(Data items)

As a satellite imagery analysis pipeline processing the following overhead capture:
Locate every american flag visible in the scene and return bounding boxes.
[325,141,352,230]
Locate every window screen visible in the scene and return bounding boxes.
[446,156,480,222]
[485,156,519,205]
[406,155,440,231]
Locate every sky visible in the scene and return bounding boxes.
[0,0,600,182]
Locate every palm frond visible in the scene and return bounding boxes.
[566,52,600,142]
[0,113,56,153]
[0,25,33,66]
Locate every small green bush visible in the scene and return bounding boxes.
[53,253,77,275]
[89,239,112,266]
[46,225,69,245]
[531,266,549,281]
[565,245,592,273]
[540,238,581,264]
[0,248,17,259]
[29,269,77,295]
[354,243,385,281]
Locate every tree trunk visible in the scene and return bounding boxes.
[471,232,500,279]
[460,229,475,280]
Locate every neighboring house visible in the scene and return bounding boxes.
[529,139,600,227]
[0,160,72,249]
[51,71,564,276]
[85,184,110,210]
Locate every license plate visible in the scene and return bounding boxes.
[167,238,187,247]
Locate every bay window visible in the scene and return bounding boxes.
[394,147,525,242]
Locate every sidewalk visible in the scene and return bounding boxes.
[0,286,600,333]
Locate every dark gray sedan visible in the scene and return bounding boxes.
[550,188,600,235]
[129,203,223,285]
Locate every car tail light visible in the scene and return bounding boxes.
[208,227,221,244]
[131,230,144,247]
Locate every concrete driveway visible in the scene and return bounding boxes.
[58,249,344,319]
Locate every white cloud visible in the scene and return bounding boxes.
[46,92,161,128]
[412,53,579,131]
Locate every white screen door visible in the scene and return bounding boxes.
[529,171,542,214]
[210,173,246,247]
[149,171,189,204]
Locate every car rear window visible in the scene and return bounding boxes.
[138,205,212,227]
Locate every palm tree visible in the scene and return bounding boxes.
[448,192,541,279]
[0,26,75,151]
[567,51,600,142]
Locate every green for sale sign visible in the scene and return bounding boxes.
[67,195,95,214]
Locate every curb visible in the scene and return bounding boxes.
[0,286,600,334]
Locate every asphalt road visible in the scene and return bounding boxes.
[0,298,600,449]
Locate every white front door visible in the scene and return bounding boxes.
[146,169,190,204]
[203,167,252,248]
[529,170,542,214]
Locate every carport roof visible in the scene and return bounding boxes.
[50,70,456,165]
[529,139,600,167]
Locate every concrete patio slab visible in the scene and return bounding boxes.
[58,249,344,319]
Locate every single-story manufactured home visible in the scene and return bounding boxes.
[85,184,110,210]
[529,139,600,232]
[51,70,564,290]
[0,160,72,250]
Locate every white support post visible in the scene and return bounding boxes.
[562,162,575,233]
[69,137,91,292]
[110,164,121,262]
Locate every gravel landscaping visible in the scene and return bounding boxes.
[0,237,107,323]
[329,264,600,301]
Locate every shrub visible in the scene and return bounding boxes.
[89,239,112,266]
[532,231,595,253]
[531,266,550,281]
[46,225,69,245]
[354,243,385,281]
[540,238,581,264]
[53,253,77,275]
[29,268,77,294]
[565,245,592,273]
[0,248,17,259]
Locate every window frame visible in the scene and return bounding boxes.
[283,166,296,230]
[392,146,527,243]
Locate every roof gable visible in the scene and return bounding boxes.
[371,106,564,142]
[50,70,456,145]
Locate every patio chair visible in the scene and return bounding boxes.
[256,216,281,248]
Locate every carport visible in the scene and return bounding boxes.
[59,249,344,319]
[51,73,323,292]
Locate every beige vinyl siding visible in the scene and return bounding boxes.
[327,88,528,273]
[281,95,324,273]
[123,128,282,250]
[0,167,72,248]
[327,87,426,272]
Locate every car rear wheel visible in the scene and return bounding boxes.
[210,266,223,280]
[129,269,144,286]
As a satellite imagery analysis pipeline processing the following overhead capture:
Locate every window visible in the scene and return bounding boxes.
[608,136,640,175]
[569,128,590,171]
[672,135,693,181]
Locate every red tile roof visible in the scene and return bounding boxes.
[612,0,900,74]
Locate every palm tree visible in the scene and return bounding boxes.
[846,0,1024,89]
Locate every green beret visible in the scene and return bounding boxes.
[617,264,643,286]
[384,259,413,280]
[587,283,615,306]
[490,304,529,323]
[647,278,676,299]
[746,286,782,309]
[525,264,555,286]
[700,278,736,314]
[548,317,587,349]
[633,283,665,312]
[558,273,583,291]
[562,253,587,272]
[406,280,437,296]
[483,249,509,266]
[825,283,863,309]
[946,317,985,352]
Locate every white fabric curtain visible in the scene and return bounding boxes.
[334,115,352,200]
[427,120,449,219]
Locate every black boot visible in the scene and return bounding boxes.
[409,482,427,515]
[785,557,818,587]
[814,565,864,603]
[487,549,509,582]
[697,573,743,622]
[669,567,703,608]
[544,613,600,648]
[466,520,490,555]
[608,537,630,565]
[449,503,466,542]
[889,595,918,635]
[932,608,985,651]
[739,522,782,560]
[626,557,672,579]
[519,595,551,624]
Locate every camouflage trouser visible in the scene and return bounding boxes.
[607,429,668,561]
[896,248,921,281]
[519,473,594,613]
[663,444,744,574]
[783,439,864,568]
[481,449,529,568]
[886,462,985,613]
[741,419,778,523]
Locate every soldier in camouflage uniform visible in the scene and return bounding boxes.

▸ What is required
Reproduce the material above, swapping every "in the scene" for "in the image" and keeping everything else the same.

▸ Solution to this task
As a satellite imagery analysis pipeline processing the following overhead capture:
Locate every american flag visible in the image and return bounding boxes.
[325,141,352,230]
Locate every window screen visible in the image and return bounding boxes.
[446,156,480,222]
[485,156,519,205]
[406,155,440,231]
Locate every sky visible in the image and return bounding boxes.
[0,0,600,182]
Locate every palm frond visible in the image and return bounding boxes.
[566,52,600,142]
[0,113,56,153]
[0,25,33,66]
Locate every small green bush visible in the image and return bounding boxes.
[53,253,77,275]
[89,239,112,266]
[46,225,69,245]
[531,266,549,281]
[565,245,592,273]
[540,238,581,264]
[0,248,17,259]
[29,269,77,295]
[354,243,385,281]
Locate every tree trunk visible in the image and return bounding boxes.
[471,232,500,279]
[460,229,475,280]
Locate every neighboring house visible in the image and return bounding boxes.
[529,139,600,227]
[0,160,72,249]
[51,71,564,276]
[85,184,110,210]
Locate every license plate visible in the image and return bounding boxes.
[167,238,187,247]
Locate every bay window visible in the image and return bounding boxes.
[394,147,525,242]
Locate every sidewalk visible in the image and return bounding boxes.
[0,286,600,333]
Locate every dark gray sedan visible in the image and return bounding boxes.
[550,188,600,235]
[129,203,223,285]
Locate every car tail light visible in the image and return bounding boxes.
[208,227,221,244]
[131,230,144,247]
Locate every concrete driveway visible in the image and return bounding boxes.
[58,249,344,319]
Locate every white cloud visible in the image and return bounding boxes.
[46,92,161,128]
[412,53,579,131]
Locate every white screen door visible in the image and return bounding boxes.
[529,171,542,214]
[210,173,246,247]
[149,171,189,204]
Locate every car rear window visible in the image and return bounding boxes.
[138,205,212,227]
Locate every palm tree visible in the image and return bounding boxes.
[448,192,541,279]
[0,26,75,151]
[567,51,600,142]
Locate every green for sale sign visible in the image and return bounding boxes.
[67,195,95,214]
Locate every curb visible in the image and return bounding boxes.
[0,286,600,334]
Locate every asphalt road visible in the image and return bounding boxes.
[0,298,600,449]
Locate every white front door visible in the image and return bounding boxes.
[146,169,190,204]
[203,167,252,248]
[529,170,542,214]
Locate every carport roof visible in the image and return bounding boxes.
[50,70,456,165]
[529,139,600,167]
Locate every concrete patio slab visible in the image and return bounding boxes.
[58,249,344,319]
Locate every single-story manufactured home visible in the image and return bounding boxes.
[85,184,110,210]
[529,139,600,232]
[51,70,564,290]
[0,160,72,250]
Locate every white support post visible in the image and return bounding boxes.
[562,162,575,233]
[69,137,91,292]
[110,164,121,262]
Locate every gravel landscaping visible in the image and return bounding boxes.
[0,237,107,323]
[329,264,600,301]
Locate every shrub visible in the image and return bounding boxes.
[89,239,112,266]
[532,231,595,253]
[531,266,550,281]
[46,225,69,245]
[354,243,385,281]
[540,238,581,264]
[53,253,77,275]
[29,268,77,294]
[565,245,592,273]
[0,248,17,259]
Locate every window frame visible in the image and return bounding boxes.
[283,166,296,230]
[392,146,527,243]
Locate every roof gable visible in the image and return bounding boxes.
[371,106,564,142]
[50,70,456,145]
Locate every patio chair visible in the image and return bounding boxes.
[256,216,281,248]
Locate every carport visible in the image and return bounding boxes.
[59,249,344,319]
[51,73,323,292]
Locate every beige vinyl siding visible in the image and return bounding boxes.
[327,88,528,273]
[281,95,324,273]
[123,128,282,250]
[0,167,72,248]
[327,87,426,272]
Locate every car rear wheel visible in the image and return bounding boxes.
[210,266,223,280]
[129,269,144,286]
As a satellite imagery analysis pipeline processing the following overhead capture:
Locate every window visible in the image and return bounding boxes.
[608,136,640,175]
[569,128,590,171]
[672,135,693,181]
Locate every red tile roof visible in the image and return bounding boxes.
[612,0,900,74]
Locate every palm tree visible in the image and return bounding boxes.
[846,0,1024,89]
Locate every green beret visible in the image and return bounding boxes.
[617,264,643,286]
[384,259,413,280]
[587,283,615,306]
[490,304,529,323]
[647,278,676,299]
[746,286,782,309]
[525,264,555,286]
[700,278,736,314]
[548,317,587,349]
[633,283,665,312]
[558,273,583,291]
[562,253,587,272]
[406,280,437,296]
[483,249,509,266]
[825,283,863,309]
[946,317,985,352]
Locate every white fabric curtain visible in the image and return bounding boxes.
[334,115,352,200]
[427,120,449,219]
Locate every black boot visible in the image and return bounding boxes.
[409,482,427,515]
[785,557,818,587]
[814,565,864,603]
[487,549,509,582]
[697,573,743,622]
[669,567,703,608]
[544,613,600,648]
[466,520,490,555]
[608,537,630,565]
[449,503,466,542]
[889,595,918,635]
[932,608,985,651]
[739,522,782,560]
[626,557,672,579]
[519,595,551,624]
Locate every camouflage trouser visible in the image and return bounding boxes.
[607,429,668,561]
[896,248,921,281]
[519,473,594,613]
[663,444,744,574]
[783,439,864,568]
[481,449,529,568]
[886,462,985,613]
[741,419,778,523]
Locate every soldier in camouflage uniform visible in the image and return bounding boxes.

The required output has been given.